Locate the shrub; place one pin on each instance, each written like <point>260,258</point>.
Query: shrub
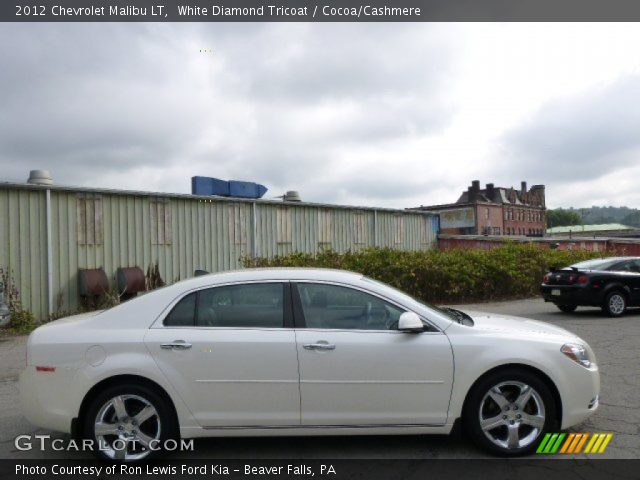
<point>437,276</point>
<point>22,320</point>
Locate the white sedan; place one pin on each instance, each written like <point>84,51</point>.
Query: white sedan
<point>301,352</point>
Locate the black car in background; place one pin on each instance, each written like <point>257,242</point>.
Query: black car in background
<point>612,284</point>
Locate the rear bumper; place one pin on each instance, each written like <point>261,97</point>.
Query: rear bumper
<point>582,399</point>
<point>571,295</point>
<point>44,398</point>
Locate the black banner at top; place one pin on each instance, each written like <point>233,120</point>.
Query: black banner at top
<point>318,10</point>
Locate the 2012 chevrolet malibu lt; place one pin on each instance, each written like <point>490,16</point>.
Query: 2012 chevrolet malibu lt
<point>301,352</point>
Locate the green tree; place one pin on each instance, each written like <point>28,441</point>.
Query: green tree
<point>560,217</point>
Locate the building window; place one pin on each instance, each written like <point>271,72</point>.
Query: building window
<point>324,226</point>
<point>283,221</point>
<point>238,224</point>
<point>89,219</point>
<point>160,213</point>
<point>398,229</point>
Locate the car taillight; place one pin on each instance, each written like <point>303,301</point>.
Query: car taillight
<point>45,368</point>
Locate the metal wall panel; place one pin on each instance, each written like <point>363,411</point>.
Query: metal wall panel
<point>180,233</point>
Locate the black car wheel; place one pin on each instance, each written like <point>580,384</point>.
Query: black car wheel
<point>567,308</point>
<point>615,304</point>
<point>508,412</point>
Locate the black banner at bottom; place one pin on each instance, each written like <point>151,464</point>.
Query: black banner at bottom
<point>365,469</point>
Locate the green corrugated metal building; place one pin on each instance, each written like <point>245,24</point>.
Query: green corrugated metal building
<point>48,233</point>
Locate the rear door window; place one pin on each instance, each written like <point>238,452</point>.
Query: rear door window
<point>259,305</point>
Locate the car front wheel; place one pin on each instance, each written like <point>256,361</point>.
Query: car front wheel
<point>507,412</point>
<point>129,423</point>
<point>615,304</point>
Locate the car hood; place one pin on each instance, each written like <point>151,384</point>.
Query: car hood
<point>493,322</point>
<point>72,319</point>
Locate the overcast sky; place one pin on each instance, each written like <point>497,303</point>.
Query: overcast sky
<point>393,115</point>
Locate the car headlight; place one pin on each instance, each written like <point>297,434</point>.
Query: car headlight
<point>578,353</point>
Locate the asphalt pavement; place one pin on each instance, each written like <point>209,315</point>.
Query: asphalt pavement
<point>616,343</point>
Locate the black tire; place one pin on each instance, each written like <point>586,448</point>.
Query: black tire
<point>161,427</point>
<point>480,406</point>
<point>615,304</point>
<point>567,308</point>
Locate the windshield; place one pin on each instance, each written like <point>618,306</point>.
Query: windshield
<point>597,264</point>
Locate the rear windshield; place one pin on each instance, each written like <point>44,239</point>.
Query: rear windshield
<point>598,264</point>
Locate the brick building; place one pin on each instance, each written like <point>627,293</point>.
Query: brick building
<point>494,211</point>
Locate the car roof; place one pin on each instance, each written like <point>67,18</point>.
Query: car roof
<point>275,273</point>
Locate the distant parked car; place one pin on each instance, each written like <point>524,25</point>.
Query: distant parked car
<point>612,284</point>
<point>265,352</point>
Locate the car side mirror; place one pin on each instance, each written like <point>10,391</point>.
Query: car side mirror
<point>410,322</point>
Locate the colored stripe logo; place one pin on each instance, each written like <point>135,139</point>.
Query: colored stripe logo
<point>574,443</point>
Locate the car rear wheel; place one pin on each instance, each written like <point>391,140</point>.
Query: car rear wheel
<point>507,412</point>
<point>567,308</point>
<point>128,423</point>
<point>615,304</point>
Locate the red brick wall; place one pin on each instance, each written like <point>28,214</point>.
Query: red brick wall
<point>523,220</point>
<point>489,218</point>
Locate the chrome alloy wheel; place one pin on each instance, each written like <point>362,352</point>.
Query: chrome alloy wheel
<point>617,304</point>
<point>126,426</point>
<point>512,415</point>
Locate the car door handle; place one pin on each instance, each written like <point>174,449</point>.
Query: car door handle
<point>176,345</point>
<point>319,346</point>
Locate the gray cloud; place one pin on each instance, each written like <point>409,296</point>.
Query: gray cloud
<point>580,138</point>
<point>280,104</point>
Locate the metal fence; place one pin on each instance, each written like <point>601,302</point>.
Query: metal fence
<point>48,233</point>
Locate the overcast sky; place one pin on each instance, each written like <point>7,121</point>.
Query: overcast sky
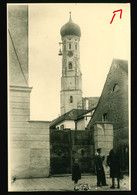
<point>100,43</point>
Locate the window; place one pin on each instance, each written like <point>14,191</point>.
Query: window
<point>70,65</point>
<point>71,99</point>
<point>104,117</point>
<point>115,88</point>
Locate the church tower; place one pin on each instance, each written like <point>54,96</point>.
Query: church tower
<point>71,80</point>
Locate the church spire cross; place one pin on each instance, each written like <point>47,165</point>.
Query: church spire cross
<point>70,19</point>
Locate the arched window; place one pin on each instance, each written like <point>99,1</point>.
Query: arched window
<point>115,87</point>
<point>69,45</point>
<point>71,99</point>
<point>70,65</point>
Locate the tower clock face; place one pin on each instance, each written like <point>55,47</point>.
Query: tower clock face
<point>70,53</point>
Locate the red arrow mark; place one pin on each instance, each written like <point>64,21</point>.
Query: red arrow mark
<point>120,10</point>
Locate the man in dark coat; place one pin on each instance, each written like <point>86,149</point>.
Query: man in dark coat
<point>113,162</point>
<point>76,173</point>
<point>101,180</point>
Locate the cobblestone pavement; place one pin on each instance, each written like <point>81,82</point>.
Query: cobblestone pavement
<point>64,183</point>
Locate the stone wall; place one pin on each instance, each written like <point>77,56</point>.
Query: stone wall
<point>29,155</point>
<point>114,100</point>
<point>103,138</point>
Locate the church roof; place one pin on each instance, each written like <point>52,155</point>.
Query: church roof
<point>71,115</point>
<point>122,63</point>
<point>70,28</point>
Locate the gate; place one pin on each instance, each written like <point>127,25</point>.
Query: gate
<point>66,145</point>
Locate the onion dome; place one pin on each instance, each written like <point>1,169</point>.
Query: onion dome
<point>70,28</point>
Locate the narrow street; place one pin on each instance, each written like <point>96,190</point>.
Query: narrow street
<point>64,183</point>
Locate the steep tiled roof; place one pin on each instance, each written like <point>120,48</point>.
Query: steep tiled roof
<point>122,63</point>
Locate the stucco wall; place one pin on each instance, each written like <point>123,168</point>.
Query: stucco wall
<point>28,141</point>
<point>29,155</point>
<point>70,124</point>
<point>115,103</point>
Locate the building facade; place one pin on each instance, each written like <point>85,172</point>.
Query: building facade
<point>28,141</point>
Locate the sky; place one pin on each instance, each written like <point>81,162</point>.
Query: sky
<point>100,43</point>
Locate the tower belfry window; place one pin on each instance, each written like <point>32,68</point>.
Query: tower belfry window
<point>70,65</point>
<point>71,99</point>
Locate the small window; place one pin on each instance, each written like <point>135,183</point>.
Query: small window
<point>115,88</point>
<point>62,127</point>
<point>104,117</point>
<point>64,47</point>
<point>70,65</point>
<point>71,99</point>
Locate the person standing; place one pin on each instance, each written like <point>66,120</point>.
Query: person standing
<point>113,162</point>
<point>76,173</point>
<point>101,179</point>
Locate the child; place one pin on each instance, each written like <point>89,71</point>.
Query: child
<point>76,173</point>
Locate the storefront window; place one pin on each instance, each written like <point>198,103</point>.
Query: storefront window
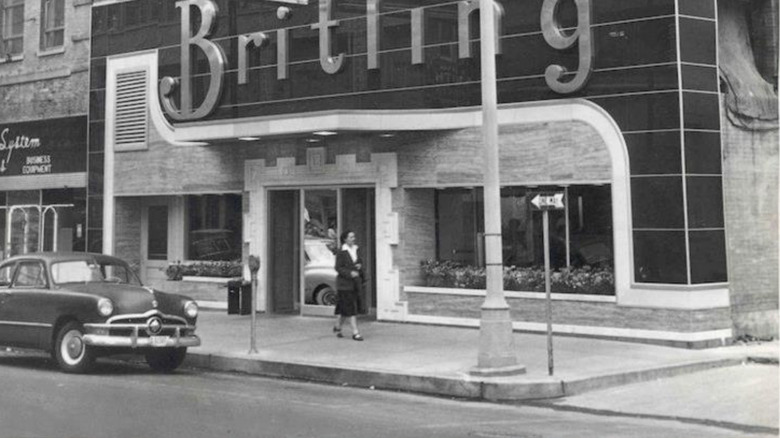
<point>214,230</point>
<point>584,239</point>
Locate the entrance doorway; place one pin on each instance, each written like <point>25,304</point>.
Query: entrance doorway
<point>304,229</point>
<point>33,227</point>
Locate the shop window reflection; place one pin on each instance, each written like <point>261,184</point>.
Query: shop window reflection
<point>583,239</point>
<point>214,228</point>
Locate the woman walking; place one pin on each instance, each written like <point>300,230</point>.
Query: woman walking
<point>349,284</point>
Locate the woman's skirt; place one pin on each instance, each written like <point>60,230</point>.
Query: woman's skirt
<point>348,302</point>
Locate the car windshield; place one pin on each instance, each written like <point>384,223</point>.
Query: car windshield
<point>318,253</point>
<point>86,271</point>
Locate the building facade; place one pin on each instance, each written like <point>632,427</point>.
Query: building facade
<point>231,128</point>
<point>44,75</point>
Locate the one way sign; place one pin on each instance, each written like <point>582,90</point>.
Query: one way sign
<point>548,201</point>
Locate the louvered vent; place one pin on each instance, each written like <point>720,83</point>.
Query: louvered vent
<point>131,111</point>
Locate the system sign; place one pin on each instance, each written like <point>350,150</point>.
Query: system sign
<point>43,147</point>
<point>548,201</point>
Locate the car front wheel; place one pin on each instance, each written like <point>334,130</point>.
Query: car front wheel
<point>166,360</point>
<point>326,296</point>
<point>70,351</point>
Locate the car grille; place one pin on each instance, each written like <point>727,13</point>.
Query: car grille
<point>136,325</point>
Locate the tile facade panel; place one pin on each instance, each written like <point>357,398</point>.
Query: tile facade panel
<point>576,313</point>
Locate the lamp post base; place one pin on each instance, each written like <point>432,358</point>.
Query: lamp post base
<point>496,345</point>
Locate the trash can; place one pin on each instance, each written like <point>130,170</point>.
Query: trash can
<point>246,298</point>
<point>234,296</point>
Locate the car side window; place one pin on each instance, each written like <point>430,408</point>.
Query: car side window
<point>6,273</point>
<point>30,274</point>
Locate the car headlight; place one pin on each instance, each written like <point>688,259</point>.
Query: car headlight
<point>191,309</point>
<point>105,307</point>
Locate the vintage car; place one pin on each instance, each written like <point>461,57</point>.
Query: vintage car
<point>81,306</point>
<point>319,273</point>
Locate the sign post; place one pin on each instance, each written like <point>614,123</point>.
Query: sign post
<point>254,266</point>
<point>546,202</point>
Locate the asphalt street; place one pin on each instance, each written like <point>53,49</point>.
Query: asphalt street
<point>125,400</point>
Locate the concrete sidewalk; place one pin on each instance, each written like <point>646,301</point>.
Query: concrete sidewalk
<point>436,360</point>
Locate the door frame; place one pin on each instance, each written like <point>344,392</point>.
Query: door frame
<point>381,172</point>
<point>321,310</point>
<point>176,234</point>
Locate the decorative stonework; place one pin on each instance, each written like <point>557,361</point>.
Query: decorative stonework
<point>381,172</point>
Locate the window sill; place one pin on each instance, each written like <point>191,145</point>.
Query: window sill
<point>14,58</point>
<point>50,52</point>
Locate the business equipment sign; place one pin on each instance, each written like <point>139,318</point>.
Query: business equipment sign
<point>43,147</point>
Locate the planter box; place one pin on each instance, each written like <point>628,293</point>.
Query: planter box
<point>510,294</point>
<point>202,289</point>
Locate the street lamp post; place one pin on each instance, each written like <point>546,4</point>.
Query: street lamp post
<point>496,347</point>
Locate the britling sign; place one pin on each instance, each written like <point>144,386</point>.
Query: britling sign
<point>31,164</point>
<point>332,63</point>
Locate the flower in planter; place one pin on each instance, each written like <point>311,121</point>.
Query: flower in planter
<point>581,280</point>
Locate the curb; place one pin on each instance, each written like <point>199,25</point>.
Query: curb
<point>464,386</point>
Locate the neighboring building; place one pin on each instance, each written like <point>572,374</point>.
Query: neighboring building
<point>749,60</point>
<point>44,79</point>
<point>280,124</point>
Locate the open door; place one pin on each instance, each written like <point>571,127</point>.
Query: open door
<point>283,250</point>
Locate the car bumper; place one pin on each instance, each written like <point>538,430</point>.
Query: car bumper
<point>95,337</point>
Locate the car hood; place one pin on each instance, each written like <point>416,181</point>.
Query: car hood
<point>135,299</point>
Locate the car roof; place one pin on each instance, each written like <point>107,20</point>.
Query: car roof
<point>50,256</point>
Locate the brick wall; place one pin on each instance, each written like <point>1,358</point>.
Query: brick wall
<point>764,36</point>
<point>576,313</point>
<point>128,230</point>
<point>456,157</point>
<point>750,185</point>
<point>48,85</point>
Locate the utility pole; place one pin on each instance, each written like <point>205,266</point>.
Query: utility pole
<point>496,347</point>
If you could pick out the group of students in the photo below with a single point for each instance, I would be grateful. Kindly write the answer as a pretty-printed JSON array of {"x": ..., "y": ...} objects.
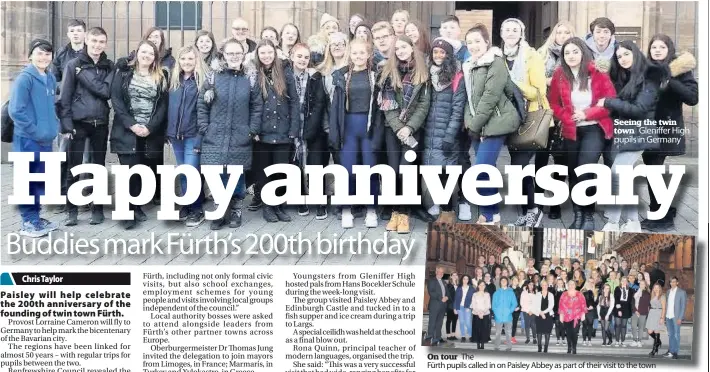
[
  {"x": 364, "y": 97},
  {"x": 564, "y": 296}
]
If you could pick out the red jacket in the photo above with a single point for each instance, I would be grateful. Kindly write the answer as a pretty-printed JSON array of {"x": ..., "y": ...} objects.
[{"x": 561, "y": 102}]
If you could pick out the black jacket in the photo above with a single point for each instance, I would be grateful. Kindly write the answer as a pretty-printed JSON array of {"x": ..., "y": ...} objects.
[
  {"x": 681, "y": 88},
  {"x": 336, "y": 116},
  {"x": 60, "y": 60},
  {"x": 281, "y": 116},
  {"x": 182, "y": 110},
  {"x": 315, "y": 108},
  {"x": 638, "y": 109},
  {"x": 123, "y": 140},
  {"x": 623, "y": 306},
  {"x": 86, "y": 91}
]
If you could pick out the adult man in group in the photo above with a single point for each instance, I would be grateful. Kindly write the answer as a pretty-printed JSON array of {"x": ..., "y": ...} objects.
[
  {"x": 76, "y": 33},
  {"x": 84, "y": 111},
  {"x": 383, "y": 35},
  {"x": 240, "y": 31},
  {"x": 437, "y": 306},
  {"x": 675, "y": 310}
]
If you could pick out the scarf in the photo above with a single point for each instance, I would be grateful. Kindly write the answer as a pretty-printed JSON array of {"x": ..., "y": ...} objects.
[
  {"x": 553, "y": 59},
  {"x": 435, "y": 70},
  {"x": 607, "y": 54},
  {"x": 517, "y": 54}
]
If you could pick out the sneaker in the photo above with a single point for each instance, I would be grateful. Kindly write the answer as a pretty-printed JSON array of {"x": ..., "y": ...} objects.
[
  {"x": 72, "y": 218},
  {"x": 195, "y": 218},
  {"x": 256, "y": 203},
  {"x": 631, "y": 226},
  {"x": 533, "y": 218},
  {"x": 371, "y": 218},
  {"x": 520, "y": 221},
  {"x": 610, "y": 226},
  {"x": 403, "y": 225},
  {"x": 393, "y": 222},
  {"x": 434, "y": 210},
  {"x": 303, "y": 210},
  {"x": 347, "y": 220},
  {"x": 321, "y": 212},
  {"x": 33, "y": 230},
  {"x": 465, "y": 212}
]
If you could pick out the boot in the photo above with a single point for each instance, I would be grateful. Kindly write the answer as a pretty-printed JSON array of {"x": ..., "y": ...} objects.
:::::
- _REQUIRED TASK_: Please reproduce the lines from the start through the line that contains "<point>398,229</point>", requests included, and shift every coordinate in the answers up by 129 while keeping the requests and their format samples unchanged. Leave the pictures out.

- _RESPONSE TO THE TASK_:
Locate the shrub; place one pin on each instance, each written like <point>260,258</point>.
Query: shrub
<point>566,405</point>
<point>151,449</point>
Locate the white sedan; place one pin on each instance, each written like <point>84,51</point>.
Query: white sedan
<point>430,481</point>
Locate the black car in background; place one pin on each instance, each written like <point>257,242</point>.
Query: black car in background
<point>741,413</point>
Locate the rear bumper; place one pin on each instance, each written like <point>261,97</point>.
Query: rear bumper
<point>711,528</point>
<point>700,424</point>
<point>173,527</point>
Locate the black banner at top; place one pin on each instance, each written like <point>233,120</point>.
Query: black banner at top
<point>447,139</point>
Locate the 2012 chevrolet malibu lt; place one pin on each instance, each written like <point>490,16</point>.
Query: 2012 chevrolet malibu lt
<point>430,481</point>
Locate the green tree; place one pin on each instance, each written like <point>28,441</point>.
Query: green tree
<point>689,346</point>
Locate the building window; place one pin on each instance, each written like <point>271,72</point>.
Query: building window
<point>453,355</point>
<point>412,350</point>
<point>367,353</point>
<point>218,348</point>
<point>289,342</point>
<point>527,358</point>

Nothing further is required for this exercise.